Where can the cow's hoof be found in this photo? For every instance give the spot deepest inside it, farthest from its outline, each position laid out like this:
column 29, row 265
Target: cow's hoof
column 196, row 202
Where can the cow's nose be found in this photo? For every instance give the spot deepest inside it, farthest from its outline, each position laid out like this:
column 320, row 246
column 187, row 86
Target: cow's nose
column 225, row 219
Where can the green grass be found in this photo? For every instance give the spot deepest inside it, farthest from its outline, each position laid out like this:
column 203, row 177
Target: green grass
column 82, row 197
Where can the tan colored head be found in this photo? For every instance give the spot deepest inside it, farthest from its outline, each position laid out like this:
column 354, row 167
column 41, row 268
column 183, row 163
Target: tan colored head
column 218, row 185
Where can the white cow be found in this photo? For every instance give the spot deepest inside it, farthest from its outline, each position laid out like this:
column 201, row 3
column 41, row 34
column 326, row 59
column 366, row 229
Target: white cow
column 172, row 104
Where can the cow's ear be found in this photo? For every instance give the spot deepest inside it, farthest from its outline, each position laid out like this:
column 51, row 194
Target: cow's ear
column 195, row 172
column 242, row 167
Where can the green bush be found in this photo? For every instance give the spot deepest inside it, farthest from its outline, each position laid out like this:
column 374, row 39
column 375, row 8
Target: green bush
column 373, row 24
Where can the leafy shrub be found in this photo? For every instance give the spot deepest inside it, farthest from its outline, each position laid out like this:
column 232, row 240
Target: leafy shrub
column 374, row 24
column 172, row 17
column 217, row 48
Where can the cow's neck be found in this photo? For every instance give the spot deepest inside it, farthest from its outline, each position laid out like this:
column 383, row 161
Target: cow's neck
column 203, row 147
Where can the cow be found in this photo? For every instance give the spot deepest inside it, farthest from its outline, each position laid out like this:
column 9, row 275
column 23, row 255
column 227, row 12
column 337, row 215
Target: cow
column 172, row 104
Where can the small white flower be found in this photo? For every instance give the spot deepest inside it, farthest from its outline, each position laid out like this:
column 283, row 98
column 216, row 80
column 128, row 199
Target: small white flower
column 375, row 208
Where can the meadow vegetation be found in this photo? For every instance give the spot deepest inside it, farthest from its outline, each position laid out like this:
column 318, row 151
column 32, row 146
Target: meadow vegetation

#### Work to be completed
Render the section of the data above that opens with the line containing "Where can the green grass" and closes with the line containing "column 82, row 197" as a numbered list, one line per item, with blank lines omitted.

#### The output
1. Where can the green grass be found in this photo? For every instance give the spot deepest inside it, farthest from its outline, each position laid out like this:
2. column 203, row 177
3. Target: green grass
4. column 82, row 197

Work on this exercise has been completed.